→ WHAT IS REQUIRED:
Restate the entries word for word, omitting nothing.

→ Stored entries:
################
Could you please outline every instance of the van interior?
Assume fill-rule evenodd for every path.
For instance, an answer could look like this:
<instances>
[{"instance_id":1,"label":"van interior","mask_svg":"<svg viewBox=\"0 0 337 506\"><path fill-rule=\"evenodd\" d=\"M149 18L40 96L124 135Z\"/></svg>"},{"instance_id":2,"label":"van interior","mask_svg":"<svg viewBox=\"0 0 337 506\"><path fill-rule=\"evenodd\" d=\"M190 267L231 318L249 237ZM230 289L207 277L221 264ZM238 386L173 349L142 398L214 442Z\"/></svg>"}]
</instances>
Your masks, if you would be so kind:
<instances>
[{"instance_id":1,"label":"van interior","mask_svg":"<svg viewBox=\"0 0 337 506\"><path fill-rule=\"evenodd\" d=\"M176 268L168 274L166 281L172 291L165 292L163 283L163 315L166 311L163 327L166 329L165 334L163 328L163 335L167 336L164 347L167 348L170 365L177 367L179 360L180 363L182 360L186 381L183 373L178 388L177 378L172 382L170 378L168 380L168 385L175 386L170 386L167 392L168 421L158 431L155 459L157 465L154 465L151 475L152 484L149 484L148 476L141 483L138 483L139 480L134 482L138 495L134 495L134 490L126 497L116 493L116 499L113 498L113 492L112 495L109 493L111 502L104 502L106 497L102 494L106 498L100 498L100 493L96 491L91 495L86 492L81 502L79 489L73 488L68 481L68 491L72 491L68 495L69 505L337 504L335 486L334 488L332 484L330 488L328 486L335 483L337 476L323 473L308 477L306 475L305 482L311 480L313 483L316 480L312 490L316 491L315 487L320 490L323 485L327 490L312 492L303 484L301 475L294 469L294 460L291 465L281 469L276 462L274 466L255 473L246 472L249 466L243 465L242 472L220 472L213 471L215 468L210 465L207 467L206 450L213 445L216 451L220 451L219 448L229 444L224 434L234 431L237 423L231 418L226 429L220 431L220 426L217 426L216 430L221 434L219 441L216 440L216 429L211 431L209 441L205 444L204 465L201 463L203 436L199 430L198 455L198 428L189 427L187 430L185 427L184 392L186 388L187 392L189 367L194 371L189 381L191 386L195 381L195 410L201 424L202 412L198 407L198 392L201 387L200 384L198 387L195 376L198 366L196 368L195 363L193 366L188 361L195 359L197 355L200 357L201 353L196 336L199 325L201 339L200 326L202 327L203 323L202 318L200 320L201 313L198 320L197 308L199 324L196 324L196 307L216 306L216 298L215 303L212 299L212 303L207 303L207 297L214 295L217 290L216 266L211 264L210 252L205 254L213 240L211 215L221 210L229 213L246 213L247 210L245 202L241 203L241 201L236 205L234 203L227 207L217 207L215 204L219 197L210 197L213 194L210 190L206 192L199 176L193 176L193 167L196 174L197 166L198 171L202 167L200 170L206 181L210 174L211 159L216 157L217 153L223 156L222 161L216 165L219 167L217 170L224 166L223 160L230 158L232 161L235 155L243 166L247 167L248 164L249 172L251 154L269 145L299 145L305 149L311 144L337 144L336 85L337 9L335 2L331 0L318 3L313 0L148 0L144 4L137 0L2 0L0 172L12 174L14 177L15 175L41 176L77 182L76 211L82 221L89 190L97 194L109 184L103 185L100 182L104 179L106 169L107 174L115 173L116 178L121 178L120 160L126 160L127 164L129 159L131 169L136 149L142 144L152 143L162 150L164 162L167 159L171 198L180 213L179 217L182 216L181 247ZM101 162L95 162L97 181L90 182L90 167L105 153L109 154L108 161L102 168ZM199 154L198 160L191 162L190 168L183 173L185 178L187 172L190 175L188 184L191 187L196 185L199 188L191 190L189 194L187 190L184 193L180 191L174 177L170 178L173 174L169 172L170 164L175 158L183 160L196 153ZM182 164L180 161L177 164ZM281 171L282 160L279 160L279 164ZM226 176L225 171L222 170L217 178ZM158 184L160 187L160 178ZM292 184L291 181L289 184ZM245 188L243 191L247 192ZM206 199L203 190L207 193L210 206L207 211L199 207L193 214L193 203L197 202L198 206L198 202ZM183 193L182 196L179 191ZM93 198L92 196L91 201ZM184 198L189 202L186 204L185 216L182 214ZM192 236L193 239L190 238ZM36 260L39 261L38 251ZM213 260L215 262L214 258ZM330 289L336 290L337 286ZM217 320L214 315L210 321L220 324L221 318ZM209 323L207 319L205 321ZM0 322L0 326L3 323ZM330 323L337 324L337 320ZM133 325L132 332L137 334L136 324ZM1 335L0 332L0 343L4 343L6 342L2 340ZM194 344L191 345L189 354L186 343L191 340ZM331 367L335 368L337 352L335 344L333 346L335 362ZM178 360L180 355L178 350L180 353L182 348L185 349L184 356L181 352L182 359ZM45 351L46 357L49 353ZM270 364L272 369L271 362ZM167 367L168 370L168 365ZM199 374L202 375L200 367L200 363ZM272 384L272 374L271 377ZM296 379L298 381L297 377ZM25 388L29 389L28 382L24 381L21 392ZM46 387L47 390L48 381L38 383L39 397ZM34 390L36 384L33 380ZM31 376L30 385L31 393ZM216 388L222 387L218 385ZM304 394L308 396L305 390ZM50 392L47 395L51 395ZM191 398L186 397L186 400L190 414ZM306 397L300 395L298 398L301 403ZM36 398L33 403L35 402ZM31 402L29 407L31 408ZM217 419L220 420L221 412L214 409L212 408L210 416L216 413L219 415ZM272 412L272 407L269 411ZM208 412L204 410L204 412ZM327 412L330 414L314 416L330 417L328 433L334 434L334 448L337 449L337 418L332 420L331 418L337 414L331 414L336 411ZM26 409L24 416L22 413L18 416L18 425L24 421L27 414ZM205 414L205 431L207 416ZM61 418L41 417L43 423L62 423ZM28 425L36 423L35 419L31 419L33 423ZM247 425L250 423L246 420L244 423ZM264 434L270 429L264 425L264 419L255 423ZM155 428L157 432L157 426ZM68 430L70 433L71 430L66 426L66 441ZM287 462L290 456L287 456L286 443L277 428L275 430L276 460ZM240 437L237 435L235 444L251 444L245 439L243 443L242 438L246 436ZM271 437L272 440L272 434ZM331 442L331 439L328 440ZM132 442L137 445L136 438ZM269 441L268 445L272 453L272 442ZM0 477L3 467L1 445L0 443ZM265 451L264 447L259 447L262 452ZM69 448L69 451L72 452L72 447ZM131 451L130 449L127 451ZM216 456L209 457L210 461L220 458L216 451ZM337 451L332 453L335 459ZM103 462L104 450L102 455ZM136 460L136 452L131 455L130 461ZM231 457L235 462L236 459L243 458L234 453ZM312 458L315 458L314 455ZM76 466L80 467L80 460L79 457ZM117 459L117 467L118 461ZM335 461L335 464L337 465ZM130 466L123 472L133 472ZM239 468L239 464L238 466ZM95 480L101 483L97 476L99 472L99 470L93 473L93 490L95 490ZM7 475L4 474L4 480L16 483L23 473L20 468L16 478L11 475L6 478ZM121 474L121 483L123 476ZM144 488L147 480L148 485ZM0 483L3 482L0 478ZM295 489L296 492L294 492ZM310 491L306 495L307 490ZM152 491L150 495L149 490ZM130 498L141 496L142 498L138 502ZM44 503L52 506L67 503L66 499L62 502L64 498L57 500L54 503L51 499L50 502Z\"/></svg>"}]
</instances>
################
→ RESULT OF THE TASK:
Could you please outline every instance of the van interior?
Assume fill-rule evenodd for every path.
For instance, an answer could look like this:
<instances>
[{"instance_id":1,"label":"van interior","mask_svg":"<svg viewBox=\"0 0 337 506\"><path fill-rule=\"evenodd\" d=\"M149 18L40 96L124 135Z\"/></svg>"},{"instance_id":2,"label":"van interior","mask_svg":"<svg viewBox=\"0 0 337 506\"><path fill-rule=\"evenodd\" d=\"M190 267L231 318L249 237ZM230 289L207 277L221 264ZM238 386L173 349L142 398L214 442Z\"/></svg>"}]
</instances>
Your masks, if you would be so kind:
<instances>
[{"instance_id":1,"label":"van interior","mask_svg":"<svg viewBox=\"0 0 337 506\"><path fill-rule=\"evenodd\" d=\"M176 268L168 274L166 281L172 291L165 292L163 283L163 315L166 311L163 327L166 329L165 334L163 328L163 335L167 336L164 347L167 348L170 365L177 367L179 360L180 363L182 360L186 381L183 373L178 388L177 378L172 382L170 378L168 380L168 385L175 386L170 386L167 392L168 421L158 431L155 459L157 465L154 465L151 475L152 484L149 484L148 476L141 483L138 483L139 480L134 482L138 495L134 495L134 490L126 497L116 493L116 499L113 498L113 492L112 495L109 493L111 502L104 502L106 497L102 494L106 498L100 498L100 493L96 491L91 495L86 492L81 502L79 489L73 488L68 481L68 491L72 491L68 495L69 505L337 504L335 486L334 488L332 484L330 488L328 486L335 483L337 476L323 473L308 477L306 475L305 482L311 480L313 483L316 480L312 490L316 491L315 487L320 490L323 485L327 490L312 492L303 484L301 475L294 469L294 460L291 465L281 469L276 462L274 466L255 473L246 472L249 466L243 465L242 472L220 472L213 471L215 468L210 465L207 467L206 450L213 445L216 451L220 451L219 448L229 444L224 434L234 431L237 423L231 418L226 429L220 431L220 426L217 426L216 430L221 434L219 441L216 440L216 429L211 431L209 441L205 444L204 465L201 463L203 436L199 430L198 455L198 428L189 427L187 430L185 427L184 392L186 388L187 392L189 367L194 371L189 381L191 386L195 381L195 410L201 424L202 412L198 407L198 392L201 387L200 384L198 387L195 376L198 366L196 368L195 363L193 366L188 361L195 359L197 355L200 357L201 353L196 336L199 325L201 339L200 326L202 327L203 323L202 318L200 320L201 313L198 320L197 308L199 324L196 324L196 307L216 306L216 298L215 303L212 299L212 303L207 303L207 297L214 295L217 290L216 266L211 264L210 252L205 254L213 240L211 215L221 210L229 213L246 213L247 210L245 202L241 203L241 201L236 205L234 203L227 207L217 207L215 204L219 197L210 197L213 194L210 190L206 192L199 176L193 176L193 167L196 174L197 166L198 171L202 167L200 170L206 181L210 174L211 159L216 157L217 153L223 156L222 161L216 165L219 167L217 170L224 166L223 160L230 158L232 161L235 155L243 166L247 167L248 164L249 172L251 154L269 145L299 145L305 149L311 144L337 144L336 85L337 9L335 2L331 0L318 3L313 0L148 0L144 4L137 0L2 0L0 172L12 174L14 177L15 175L41 176L77 182L76 211L82 221L89 190L97 194L109 184L103 185L100 182L104 179L106 169L107 174L115 173L116 178L121 178L120 160L126 160L127 164L129 159L131 169L136 149L142 144L152 143L162 150L164 162L167 159L171 198L180 213L179 217L182 216L181 247ZM101 162L95 162L97 181L90 182L90 167L105 153L109 154L108 161L102 168ZM199 154L198 160L191 162L190 168L183 173L185 178L187 172L190 175L188 184L191 187L196 185L199 188L191 190L189 194L187 190L184 193L180 191L174 177L170 178L173 174L169 172L170 164L175 158L183 160L196 153ZM182 164L180 161L177 164ZM281 171L282 160L279 160L279 164ZM226 176L225 171L222 170L217 178ZM158 184L160 187L160 178ZM292 184L291 181L289 184ZM245 188L243 191L247 192ZM206 199L203 190L207 193L210 206L207 211L199 207L193 214L193 203L197 202L198 206L198 202ZM183 193L182 196L179 191ZM93 198L92 196L91 201ZM184 198L189 202L186 204L185 216L182 214ZM192 236L193 239L190 238ZM36 260L39 261L38 251ZM213 260L215 262L214 258ZM330 289L336 290L337 286ZM217 320L214 315L210 321L220 324L221 318ZM209 323L207 319L205 321ZM0 322L0 326L3 323ZM330 323L337 324L337 320ZM133 325L132 332L137 334L136 324ZM1 335L0 332L0 343L4 343L6 342L2 340ZM194 344L191 345L189 354L186 343L191 340ZM331 367L335 368L337 352L335 344L333 346L335 362ZM178 360L180 355L178 350L180 353L182 348L185 349L184 356L181 352L182 359ZM45 351L46 357L49 353ZM270 364L272 369L271 362ZM167 367L168 370L168 365ZM199 374L202 375L200 367L200 363ZM272 384L272 374L271 377ZM296 379L298 381L297 377ZM25 388L29 389L28 382L24 381L21 392ZM46 387L47 390L48 381L38 383L39 397ZM34 390L36 384L33 380ZM31 376L30 385L31 393ZM216 388L222 387L218 385ZM304 394L308 396L305 390ZM50 392L47 395L51 395ZM191 398L186 397L186 400L190 414ZM306 397L300 395L298 398L301 403ZM36 398L33 403L35 402ZM31 402L29 407L31 408ZM217 419L220 420L221 412L214 409L212 408L210 416L216 413L219 415ZM272 412L272 407L269 411ZM208 412L204 410L204 412ZM327 412L330 414L314 416L330 417L328 433L334 434L334 448L337 449L337 418L332 420L331 418L337 414L331 414L336 411ZM26 409L24 416L22 413L18 416L18 425L24 421L27 414ZM205 414L205 431L207 416ZM61 418L41 417L43 423L62 423ZM28 425L36 423L35 419L31 419L33 423ZM247 425L250 423L246 420L244 423ZM264 434L270 429L264 425L264 419L255 423ZM155 428L157 432L157 426ZM68 430L70 433L71 430L66 426L66 441ZM287 462L290 456L287 456L286 443L277 428L275 430L276 460ZM240 437L237 435L235 444L251 444L245 439L243 443L242 438L246 436ZM271 437L272 440L272 434ZM331 442L331 439L328 440ZM132 442L137 445L136 438ZM269 441L268 445L272 453L272 442ZM0 477L3 467L1 445L0 443ZM265 451L264 447L259 447L262 452ZM69 448L69 451L72 452L72 447ZM131 451L130 449L127 451ZM216 456L209 457L210 461L220 458L216 451ZM337 451L332 453L335 459ZM103 462L104 450L102 455ZM136 460L136 452L131 455L130 461ZM231 457L235 462L236 459L243 458L234 453ZM312 458L315 458L314 455ZM76 466L80 467L80 460L79 457ZM117 459L117 467L118 461ZM335 461L335 464L337 465ZM130 466L123 472L133 472ZM239 468L239 464L238 466ZM95 480L101 483L97 476L99 472L99 470L93 473L93 490L95 490ZM7 475L4 474L4 480L16 483L23 473L20 468L16 478L11 475L6 478ZM121 474L121 483L123 476ZM144 488L147 480L148 485ZM0 483L3 482L0 478ZM295 489L296 492L294 492ZM310 491L306 495L307 490ZM152 491L150 495L149 490ZM130 498L141 496L142 498L138 502ZM44 503L52 506L67 503L66 499L62 502L64 498L57 500L54 503L51 499L50 502Z\"/></svg>"}]
</instances>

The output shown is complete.